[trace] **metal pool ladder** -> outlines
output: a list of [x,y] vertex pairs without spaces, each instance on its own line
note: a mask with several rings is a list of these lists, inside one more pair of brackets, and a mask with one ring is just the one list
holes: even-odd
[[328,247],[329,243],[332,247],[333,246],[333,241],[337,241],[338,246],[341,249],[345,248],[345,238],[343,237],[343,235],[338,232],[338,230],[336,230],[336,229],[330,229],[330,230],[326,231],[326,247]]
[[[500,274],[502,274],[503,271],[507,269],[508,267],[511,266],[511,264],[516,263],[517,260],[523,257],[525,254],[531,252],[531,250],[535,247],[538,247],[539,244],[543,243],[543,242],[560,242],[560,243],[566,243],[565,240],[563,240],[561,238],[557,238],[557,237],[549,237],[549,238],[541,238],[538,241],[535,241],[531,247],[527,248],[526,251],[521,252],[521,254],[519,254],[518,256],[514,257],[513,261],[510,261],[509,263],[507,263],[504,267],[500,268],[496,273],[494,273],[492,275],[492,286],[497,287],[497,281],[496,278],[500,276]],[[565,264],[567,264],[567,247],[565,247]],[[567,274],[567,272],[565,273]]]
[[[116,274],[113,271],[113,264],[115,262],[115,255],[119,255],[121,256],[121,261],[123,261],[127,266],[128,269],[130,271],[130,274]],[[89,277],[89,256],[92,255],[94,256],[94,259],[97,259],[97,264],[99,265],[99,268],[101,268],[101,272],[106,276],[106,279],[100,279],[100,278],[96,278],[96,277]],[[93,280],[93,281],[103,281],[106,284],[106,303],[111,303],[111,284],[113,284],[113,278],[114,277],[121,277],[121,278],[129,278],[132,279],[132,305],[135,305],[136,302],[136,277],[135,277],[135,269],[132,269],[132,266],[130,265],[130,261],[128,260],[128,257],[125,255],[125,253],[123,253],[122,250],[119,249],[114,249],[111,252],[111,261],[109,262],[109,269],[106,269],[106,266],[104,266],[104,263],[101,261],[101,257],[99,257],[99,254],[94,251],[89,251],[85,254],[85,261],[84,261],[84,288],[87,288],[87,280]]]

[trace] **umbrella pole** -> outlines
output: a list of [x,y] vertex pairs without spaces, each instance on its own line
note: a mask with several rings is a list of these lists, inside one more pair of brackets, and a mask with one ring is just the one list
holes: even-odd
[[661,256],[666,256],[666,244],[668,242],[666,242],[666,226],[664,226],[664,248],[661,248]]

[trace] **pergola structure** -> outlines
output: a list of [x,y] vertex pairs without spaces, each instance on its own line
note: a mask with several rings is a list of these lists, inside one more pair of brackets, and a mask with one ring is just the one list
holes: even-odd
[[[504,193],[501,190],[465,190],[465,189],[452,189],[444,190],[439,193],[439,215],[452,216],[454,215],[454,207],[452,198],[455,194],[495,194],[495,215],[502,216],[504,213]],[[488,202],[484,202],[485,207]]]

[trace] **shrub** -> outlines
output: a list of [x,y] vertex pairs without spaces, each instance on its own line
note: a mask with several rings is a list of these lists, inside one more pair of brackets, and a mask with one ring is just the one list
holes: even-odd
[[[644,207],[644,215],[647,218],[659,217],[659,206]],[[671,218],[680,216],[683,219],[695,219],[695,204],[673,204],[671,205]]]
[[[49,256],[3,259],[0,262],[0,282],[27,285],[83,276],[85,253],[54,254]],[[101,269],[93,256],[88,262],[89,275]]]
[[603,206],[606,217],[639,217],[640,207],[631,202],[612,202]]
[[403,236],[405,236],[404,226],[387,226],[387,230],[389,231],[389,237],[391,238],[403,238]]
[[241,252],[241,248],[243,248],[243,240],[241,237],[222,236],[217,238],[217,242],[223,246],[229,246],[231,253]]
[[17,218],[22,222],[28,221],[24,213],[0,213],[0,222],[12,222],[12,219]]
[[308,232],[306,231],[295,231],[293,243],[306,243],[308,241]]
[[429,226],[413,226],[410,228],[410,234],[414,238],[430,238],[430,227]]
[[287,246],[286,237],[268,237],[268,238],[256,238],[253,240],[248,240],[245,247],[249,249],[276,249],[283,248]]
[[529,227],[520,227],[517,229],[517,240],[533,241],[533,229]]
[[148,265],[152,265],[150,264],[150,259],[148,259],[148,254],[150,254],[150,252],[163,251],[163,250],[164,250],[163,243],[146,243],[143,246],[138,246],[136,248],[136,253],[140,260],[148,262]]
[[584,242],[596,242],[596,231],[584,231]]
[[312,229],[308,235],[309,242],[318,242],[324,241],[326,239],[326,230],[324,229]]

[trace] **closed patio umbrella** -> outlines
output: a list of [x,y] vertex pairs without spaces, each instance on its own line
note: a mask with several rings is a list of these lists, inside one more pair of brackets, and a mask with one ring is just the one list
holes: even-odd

____________

> [TASK DETAILS]: Turn every line of the listing above into a Markdown table with the columns "Row" and "Line": number each line in "Row" and put its text in "Line", skipping blank lines.

> [SOLVED EXERCISE]:
| Row | Line |
|---|---|
| 1 | [trace] **metal pool ladder** -> outlines |
| 2 | output: a list of [x,y] vertex pairs without spaces, each instance on its own line |
| 3 | note: a mask with several rings is a list of these lists, inside one more pair of brackets, and a mask with one ring is just the one list |
| 4 | holes: even-odd |
| 5 | [[328,247],[329,243],[332,247],[333,246],[333,241],[337,241],[338,246],[341,249],[345,248],[345,238],[343,237],[343,235],[338,232],[338,230],[336,230],[336,229],[330,229],[330,230],[326,231],[326,247]] |
| 6 | [[[500,274],[502,274],[503,271],[507,269],[508,267],[511,266],[511,264],[516,263],[517,260],[523,257],[525,254],[531,252],[531,250],[535,247],[538,247],[539,244],[543,243],[543,242],[560,242],[560,243],[566,243],[565,240],[563,240],[561,238],[557,238],[557,237],[549,237],[549,238],[541,238],[538,241],[535,241],[531,247],[527,248],[526,251],[521,252],[521,254],[519,254],[518,256],[514,257],[513,261],[510,261],[509,263],[507,263],[504,267],[500,268],[496,273],[494,273],[492,275],[492,286],[497,287],[497,281],[496,278],[500,276]],[[565,264],[567,264],[567,247],[565,247]],[[567,274],[567,272],[565,273]]] |
| 7 | [[[116,274],[113,271],[113,264],[115,262],[115,255],[119,255],[121,256],[121,261],[123,261],[127,266],[128,269],[130,271],[130,274]],[[89,277],[89,256],[92,255],[94,256],[94,259],[97,259],[97,264],[99,265],[99,268],[101,268],[101,272],[106,276],[106,279],[100,279],[100,278],[96,278],[96,277]],[[93,280],[93,281],[103,281],[106,284],[106,303],[111,303],[111,284],[113,284],[113,278],[114,277],[121,277],[121,278],[129,278],[132,279],[132,305],[135,305],[136,302],[136,277],[135,277],[135,269],[132,269],[132,266],[130,265],[130,261],[128,260],[128,257],[125,255],[125,253],[123,253],[122,250],[119,249],[114,249],[111,252],[111,261],[109,262],[109,269],[106,269],[106,266],[104,266],[104,263],[101,261],[101,257],[99,257],[99,254],[94,251],[89,251],[85,254],[85,261],[84,261],[84,288],[87,288],[87,280]]] |
| 8 | [trace] **umbrella pole** -> outlines |
| 9 | output: a list of [x,y] vertex pairs without spaces, each instance on its own line |
| 10 | note: a mask with several rings is a list of these lists, inside one more pair of brackets, and a mask with one ring is just the one list |
| 11 | holes: even-odd |
| 12 | [[661,256],[666,256],[666,244],[668,242],[666,242],[666,226],[664,226],[664,248],[661,248]] |
| 13 | [trace] **pergola structure** -> outlines |
| 14 | output: a list of [x,y] vertex pairs without spaces, each instance on its own line |
| 15 | note: a mask with several rings is a list of these lists, inside one more pair of brackets, and a mask with one ring is just the one list |
| 16 | holes: even-odd |
| 17 | [[[504,193],[501,190],[465,190],[465,189],[452,189],[444,190],[439,193],[439,215],[452,216],[454,215],[454,207],[452,198],[455,194],[495,194],[495,215],[502,216],[504,213]],[[488,202],[484,202],[485,207]]] |
| 18 | [trace] **shrub** -> outlines |
| 19 | output: a list of [x,y] vertex pairs without spaces, each instance on its own line |
| 20 | note: a mask with several rings is a list of these lists, inside one more pair of brackets, and a mask with one ring is just the one list |
| 21 | holes: even-odd |
| 22 | [[[644,207],[644,215],[647,218],[659,217],[659,206]],[[671,218],[680,216],[683,219],[695,219],[695,204],[673,204],[671,205]]] |
| 23 | [[[49,256],[3,259],[0,262],[0,282],[27,285],[83,276],[85,253],[54,254]],[[101,269],[93,256],[88,262],[89,275]]] |
| 24 | [[603,206],[606,217],[639,217],[640,207],[631,202],[612,202]] |
| 25 | [[403,236],[405,236],[404,226],[387,226],[387,230],[389,231],[389,237],[391,238],[403,238]] |
| 26 | [[241,252],[241,248],[243,248],[243,240],[241,237],[222,236],[217,238],[217,242],[223,246],[229,246],[231,253]] |
| 27 | [[17,218],[22,222],[28,221],[24,213],[0,213],[0,222],[12,222],[12,219]] |
| 28 | [[308,232],[306,231],[295,231],[293,243],[306,243],[308,241]] |
| 29 | [[429,226],[413,226],[410,228],[410,234],[414,238],[430,238],[430,227]] |
| 30 | [[287,246],[286,237],[268,237],[268,238],[256,238],[253,240],[248,240],[245,247],[249,249],[276,249],[283,248]] |
| 31 | [[529,227],[520,227],[517,229],[517,240],[533,241],[533,229]] |
| 32 | [[148,265],[152,265],[150,264],[150,259],[148,259],[148,254],[150,254],[150,252],[163,251],[163,250],[164,250],[163,243],[146,243],[143,246],[138,246],[136,248],[136,253],[140,260],[148,262]] |
| 33 | [[584,242],[596,242],[596,231],[584,231]] |
| 34 | [[312,229],[308,235],[309,242],[318,242],[324,241],[326,239],[326,230],[324,229]] |
| 35 | [trace] **closed patio umbrella** -> outlines |
| 36 | output: a list of [x,y] vertex pairs without spaces, each instance on its own line |
| 37 | note: a mask with several rings is a list of these lists, inside one more pair of brackets, and a mask with one ring is just the one list |
| 38 | holes: even-odd |